= WRITTEN EXERCISE =
Please pick out every line in the entries below that contains the string "snowy", treating uppercase and lowercase letters as different.

************

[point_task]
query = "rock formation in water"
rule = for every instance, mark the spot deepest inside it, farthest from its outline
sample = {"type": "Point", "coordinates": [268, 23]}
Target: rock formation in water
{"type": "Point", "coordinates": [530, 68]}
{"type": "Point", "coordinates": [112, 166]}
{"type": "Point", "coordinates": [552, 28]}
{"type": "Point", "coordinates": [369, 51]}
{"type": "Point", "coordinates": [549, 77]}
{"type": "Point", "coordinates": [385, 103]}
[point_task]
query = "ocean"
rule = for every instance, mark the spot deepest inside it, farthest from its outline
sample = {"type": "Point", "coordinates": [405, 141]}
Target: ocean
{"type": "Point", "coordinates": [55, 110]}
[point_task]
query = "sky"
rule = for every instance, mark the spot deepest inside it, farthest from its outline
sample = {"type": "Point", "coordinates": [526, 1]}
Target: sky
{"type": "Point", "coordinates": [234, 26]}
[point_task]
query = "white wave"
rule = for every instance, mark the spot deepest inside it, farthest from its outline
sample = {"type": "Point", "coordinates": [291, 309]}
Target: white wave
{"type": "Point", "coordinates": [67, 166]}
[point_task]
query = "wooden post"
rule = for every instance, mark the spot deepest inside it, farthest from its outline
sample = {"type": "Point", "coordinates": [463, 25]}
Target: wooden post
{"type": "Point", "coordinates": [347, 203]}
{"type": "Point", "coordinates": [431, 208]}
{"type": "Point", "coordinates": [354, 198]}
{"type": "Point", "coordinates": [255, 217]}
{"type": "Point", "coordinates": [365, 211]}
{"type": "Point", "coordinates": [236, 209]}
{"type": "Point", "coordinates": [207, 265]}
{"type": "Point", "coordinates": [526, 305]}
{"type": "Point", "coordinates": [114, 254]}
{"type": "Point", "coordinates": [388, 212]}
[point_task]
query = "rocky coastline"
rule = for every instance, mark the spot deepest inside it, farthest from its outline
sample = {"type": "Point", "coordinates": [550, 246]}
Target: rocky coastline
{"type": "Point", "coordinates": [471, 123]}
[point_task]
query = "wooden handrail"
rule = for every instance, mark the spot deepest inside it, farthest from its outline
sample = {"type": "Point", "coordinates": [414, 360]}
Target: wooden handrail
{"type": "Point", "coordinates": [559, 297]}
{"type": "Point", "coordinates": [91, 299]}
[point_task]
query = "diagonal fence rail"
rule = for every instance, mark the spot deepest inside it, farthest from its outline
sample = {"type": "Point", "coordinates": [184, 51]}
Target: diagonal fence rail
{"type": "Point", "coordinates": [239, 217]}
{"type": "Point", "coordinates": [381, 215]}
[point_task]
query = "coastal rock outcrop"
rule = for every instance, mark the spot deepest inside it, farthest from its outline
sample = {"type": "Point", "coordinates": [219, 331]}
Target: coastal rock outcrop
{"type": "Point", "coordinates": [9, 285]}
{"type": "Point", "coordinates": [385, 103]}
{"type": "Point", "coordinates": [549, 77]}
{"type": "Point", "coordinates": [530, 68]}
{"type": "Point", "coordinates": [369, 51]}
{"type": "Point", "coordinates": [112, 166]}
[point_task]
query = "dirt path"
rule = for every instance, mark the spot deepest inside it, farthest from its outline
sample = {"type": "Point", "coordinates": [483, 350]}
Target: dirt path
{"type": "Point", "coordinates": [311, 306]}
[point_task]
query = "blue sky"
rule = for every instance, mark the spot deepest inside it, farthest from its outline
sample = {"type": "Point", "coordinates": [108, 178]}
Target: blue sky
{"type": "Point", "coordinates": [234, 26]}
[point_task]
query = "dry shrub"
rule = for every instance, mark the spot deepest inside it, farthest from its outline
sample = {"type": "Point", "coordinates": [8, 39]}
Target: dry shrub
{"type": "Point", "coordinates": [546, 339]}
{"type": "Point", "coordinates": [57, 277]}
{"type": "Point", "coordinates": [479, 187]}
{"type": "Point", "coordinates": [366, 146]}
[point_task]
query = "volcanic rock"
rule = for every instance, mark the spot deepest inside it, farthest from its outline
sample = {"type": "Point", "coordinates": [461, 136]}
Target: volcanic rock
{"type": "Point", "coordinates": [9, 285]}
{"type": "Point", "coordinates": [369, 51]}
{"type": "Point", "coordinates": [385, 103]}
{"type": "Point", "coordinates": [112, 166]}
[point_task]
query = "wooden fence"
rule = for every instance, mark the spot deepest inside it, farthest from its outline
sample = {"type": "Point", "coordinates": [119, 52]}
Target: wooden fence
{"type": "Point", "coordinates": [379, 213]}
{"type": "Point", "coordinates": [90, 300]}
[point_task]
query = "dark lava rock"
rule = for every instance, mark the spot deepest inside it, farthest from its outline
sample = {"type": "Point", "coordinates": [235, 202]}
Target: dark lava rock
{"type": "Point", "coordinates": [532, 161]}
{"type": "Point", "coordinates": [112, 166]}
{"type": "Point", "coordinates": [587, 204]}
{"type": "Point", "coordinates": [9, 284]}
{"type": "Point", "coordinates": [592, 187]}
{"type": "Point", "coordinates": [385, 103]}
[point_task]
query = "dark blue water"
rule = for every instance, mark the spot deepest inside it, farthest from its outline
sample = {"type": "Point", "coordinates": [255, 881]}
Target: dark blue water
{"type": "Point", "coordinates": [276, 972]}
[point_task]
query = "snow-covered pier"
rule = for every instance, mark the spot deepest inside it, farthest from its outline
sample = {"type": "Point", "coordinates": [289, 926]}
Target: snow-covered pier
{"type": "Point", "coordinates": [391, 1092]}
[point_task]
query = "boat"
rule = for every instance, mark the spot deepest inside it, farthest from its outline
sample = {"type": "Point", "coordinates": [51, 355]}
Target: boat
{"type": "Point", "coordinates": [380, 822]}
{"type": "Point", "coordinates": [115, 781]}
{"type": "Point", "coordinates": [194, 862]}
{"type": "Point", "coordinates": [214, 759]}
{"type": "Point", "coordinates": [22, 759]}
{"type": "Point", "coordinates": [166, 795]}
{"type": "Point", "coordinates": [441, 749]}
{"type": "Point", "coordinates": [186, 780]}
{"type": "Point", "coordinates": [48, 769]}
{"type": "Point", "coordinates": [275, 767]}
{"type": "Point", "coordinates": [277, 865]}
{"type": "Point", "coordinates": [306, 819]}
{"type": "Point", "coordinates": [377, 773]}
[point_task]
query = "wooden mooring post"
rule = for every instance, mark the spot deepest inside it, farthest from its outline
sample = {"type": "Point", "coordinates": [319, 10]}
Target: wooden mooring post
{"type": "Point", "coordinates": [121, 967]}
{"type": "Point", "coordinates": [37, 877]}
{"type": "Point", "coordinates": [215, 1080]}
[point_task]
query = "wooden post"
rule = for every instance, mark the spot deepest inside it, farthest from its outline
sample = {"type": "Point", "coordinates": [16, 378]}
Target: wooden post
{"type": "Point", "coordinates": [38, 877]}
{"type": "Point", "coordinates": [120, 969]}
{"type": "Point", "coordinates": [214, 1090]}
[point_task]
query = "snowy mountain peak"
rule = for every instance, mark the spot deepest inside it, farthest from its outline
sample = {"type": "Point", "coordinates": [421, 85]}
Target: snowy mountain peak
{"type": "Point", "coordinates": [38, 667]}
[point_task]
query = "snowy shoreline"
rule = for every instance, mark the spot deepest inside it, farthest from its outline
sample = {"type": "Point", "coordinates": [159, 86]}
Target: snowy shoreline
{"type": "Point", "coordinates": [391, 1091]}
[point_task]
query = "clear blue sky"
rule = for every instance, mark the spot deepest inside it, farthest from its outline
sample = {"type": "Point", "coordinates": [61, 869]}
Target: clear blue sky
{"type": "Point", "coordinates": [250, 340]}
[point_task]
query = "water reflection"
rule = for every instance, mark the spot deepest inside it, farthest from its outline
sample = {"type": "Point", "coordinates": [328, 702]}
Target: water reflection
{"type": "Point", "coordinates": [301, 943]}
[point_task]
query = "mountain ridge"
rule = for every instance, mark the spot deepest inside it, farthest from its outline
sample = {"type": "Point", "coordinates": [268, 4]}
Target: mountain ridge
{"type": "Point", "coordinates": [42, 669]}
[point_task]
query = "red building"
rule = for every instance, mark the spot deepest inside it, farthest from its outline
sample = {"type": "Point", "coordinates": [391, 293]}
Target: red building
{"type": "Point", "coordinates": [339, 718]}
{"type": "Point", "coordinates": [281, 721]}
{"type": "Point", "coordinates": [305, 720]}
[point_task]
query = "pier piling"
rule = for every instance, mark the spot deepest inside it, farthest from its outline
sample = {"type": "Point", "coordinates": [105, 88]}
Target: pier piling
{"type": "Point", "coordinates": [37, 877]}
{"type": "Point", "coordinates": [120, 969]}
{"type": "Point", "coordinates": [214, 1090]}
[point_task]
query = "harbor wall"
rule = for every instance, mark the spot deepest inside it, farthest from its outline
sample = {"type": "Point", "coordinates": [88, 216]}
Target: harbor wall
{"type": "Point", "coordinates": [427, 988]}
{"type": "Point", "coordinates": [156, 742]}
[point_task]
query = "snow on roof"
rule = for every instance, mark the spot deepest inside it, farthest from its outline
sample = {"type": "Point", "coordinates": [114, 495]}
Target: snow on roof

************

= THE SOLUTION =
query = "snowy mountain peak"
Target: snowy mountain peak
query = "snowy shoreline"
Target: snowy shoreline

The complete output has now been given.